— YOUR GOAL —
Transcribe every record without leaving anything out or changing a word.

Content starts

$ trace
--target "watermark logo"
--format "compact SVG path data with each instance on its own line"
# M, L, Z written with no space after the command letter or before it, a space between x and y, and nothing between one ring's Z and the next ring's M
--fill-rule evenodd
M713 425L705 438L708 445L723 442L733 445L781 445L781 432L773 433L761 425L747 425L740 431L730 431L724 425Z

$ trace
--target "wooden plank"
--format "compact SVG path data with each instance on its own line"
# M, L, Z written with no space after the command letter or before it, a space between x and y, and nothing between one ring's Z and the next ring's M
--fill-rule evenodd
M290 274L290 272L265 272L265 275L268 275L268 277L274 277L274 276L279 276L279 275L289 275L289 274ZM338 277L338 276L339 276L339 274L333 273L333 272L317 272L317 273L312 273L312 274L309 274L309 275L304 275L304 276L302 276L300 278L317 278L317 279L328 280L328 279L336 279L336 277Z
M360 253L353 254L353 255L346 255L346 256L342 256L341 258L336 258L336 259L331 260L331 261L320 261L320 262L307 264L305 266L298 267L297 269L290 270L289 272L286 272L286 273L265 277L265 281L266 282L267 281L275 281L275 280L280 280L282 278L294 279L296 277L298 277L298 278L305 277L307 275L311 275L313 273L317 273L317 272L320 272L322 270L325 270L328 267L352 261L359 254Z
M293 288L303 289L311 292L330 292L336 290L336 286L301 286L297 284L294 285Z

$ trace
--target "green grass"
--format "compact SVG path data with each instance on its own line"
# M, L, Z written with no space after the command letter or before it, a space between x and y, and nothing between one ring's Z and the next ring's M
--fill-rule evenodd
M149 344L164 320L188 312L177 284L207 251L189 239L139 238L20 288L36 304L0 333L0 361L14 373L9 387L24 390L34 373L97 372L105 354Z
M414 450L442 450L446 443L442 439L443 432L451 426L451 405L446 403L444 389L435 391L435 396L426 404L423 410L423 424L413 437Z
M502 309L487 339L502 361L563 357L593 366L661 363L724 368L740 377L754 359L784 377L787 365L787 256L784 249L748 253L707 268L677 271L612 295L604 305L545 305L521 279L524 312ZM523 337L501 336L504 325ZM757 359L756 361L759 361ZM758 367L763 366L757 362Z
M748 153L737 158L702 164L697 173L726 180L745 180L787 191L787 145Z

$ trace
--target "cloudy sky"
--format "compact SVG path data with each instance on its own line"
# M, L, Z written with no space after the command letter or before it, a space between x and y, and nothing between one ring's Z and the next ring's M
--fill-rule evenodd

Content ends

— ANSWER AREA —
$ trace
--target "watermark logo"
--format "compact SVG path data with each instance on its own line"
# M, L, Z written with no space after the command letter or before it, a space between x and y, and nothing between one ring's Z and the next ring's M
--fill-rule evenodd
M713 425L705 438L708 445L723 442L733 445L781 445L781 432L773 433L761 425L747 425L740 431L730 431L724 425Z

$ trace
--target "wooden plank"
--format "compact SVG path data with each instance on its own line"
# M, L, Z written with no space after the command letter or before it, a space between x and y, and nothing between one ring's Z and the next ring's M
--fill-rule evenodd
M290 274L290 272L265 272L265 275L268 275L268 277L274 277L274 276L279 276L279 275L289 275L289 274ZM338 277L338 276L339 276L339 274L333 273L333 272L317 272L317 273L312 273L312 274L309 274L309 275L304 275L304 276L302 276L300 278L317 278L317 279L328 280L328 279L336 279L336 277Z
M360 253L353 254L353 255L346 255L346 256L342 256L341 258L336 258L336 259L331 260L331 261L320 261L320 262L307 264L305 266L298 267L297 269L290 270L289 272L286 272L286 273L265 277L265 281L266 282L267 281L275 281L275 280L280 280L282 278L294 279L296 277L298 277L298 278L305 277L307 275L311 275L313 273L317 273L317 272L320 272L322 270L325 270L328 267L352 261L359 254Z
M293 288L303 289L311 292L330 292L336 290L336 286L301 286L297 284L294 285Z

$ trace
--target "green grass"
--format "compact SVG path data with each instance on its own line"
# M, L, Z written with no space after the command letter or before it, a space between x and y, and nothing between one ring's Z and the next ring's M
--fill-rule evenodd
M149 344L164 320L188 312L177 284L207 251L189 239L139 238L20 288L36 304L0 333L0 361L14 373L9 387L24 390L34 373L97 372L105 354Z
M414 450L442 450L446 443L442 439L443 432L451 426L451 405L446 403L444 389L435 391L435 396L426 404L423 410L423 424L413 437Z
M502 309L487 339L502 361L563 357L593 366L661 363L724 368L740 377L754 359L784 377L787 365L787 256L784 249L748 253L707 268L677 271L612 295L604 305L545 305L521 279L524 312ZM523 337L501 336L504 325ZM757 359L756 361L759 361ZM758 367L763 366L757 362Z
M748 153L737 158L702 164L697 173L726 180L745 180L787 191L787 145Z

$ trace
--target "cloudy sky"
--format "compact SVG path data with each instance on its own line"
# M, L, Z written with no space after the command letter or before it, a space between x and y, and nothing between one ring's Z and the next ring's M
--fill-rule evenodd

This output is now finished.